--- ASSIGNED TASK ---
Your answer should hold every line of the records below that contains the string "green".

--- DATASET ---
◇ ◇ ◇ ◇ ◇
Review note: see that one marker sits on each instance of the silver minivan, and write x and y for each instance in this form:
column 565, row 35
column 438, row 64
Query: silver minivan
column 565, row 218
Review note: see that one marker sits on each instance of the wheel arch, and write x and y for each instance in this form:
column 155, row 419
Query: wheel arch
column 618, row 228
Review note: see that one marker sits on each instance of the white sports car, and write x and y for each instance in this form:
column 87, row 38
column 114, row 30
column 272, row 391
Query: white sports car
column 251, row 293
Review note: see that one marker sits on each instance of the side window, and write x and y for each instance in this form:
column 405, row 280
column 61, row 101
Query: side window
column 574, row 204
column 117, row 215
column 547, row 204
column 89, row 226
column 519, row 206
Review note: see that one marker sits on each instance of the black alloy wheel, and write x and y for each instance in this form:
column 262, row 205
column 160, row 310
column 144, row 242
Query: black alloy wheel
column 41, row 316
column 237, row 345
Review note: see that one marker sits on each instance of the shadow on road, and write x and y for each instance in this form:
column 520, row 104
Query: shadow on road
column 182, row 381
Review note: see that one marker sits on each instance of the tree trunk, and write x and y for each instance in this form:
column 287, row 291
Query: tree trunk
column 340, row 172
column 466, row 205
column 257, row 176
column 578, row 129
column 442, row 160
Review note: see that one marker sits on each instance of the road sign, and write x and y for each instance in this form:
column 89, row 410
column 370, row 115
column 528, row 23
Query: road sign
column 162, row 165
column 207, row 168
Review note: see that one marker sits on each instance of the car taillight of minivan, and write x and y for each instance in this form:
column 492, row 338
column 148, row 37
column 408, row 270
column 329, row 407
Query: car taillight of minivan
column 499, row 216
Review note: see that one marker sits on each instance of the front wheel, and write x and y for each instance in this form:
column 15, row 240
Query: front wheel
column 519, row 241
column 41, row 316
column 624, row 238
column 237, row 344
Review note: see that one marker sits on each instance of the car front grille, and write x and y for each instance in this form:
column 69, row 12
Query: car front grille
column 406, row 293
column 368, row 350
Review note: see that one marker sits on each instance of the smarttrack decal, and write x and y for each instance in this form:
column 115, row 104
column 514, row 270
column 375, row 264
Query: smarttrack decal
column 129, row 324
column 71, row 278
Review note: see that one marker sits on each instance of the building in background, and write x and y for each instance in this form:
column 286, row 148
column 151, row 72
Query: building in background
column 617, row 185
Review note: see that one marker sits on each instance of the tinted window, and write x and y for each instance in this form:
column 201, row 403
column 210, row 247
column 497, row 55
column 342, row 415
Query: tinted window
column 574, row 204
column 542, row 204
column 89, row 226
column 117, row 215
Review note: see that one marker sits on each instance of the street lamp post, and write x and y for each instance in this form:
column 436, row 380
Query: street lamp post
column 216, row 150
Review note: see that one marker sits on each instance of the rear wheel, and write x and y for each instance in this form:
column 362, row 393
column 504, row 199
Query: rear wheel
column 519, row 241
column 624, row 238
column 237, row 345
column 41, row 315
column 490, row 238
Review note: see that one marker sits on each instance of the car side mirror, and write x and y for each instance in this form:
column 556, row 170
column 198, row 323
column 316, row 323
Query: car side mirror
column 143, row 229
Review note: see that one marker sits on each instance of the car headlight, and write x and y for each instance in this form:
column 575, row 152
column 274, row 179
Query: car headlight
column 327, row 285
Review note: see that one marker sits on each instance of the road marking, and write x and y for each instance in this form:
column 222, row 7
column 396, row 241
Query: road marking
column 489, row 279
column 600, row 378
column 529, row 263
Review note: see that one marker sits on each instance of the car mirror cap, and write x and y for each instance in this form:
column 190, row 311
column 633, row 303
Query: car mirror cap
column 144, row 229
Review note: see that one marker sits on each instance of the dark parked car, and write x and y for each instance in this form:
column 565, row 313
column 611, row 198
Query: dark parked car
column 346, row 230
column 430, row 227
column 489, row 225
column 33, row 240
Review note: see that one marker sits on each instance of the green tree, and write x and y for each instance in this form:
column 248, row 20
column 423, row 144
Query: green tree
◇ ◇ ◇ ◇ ◇
--- REPLY ---
Review note: see that one marker sits on each instance of the green tree, and write x and y for each instance in this form:
Query: green tree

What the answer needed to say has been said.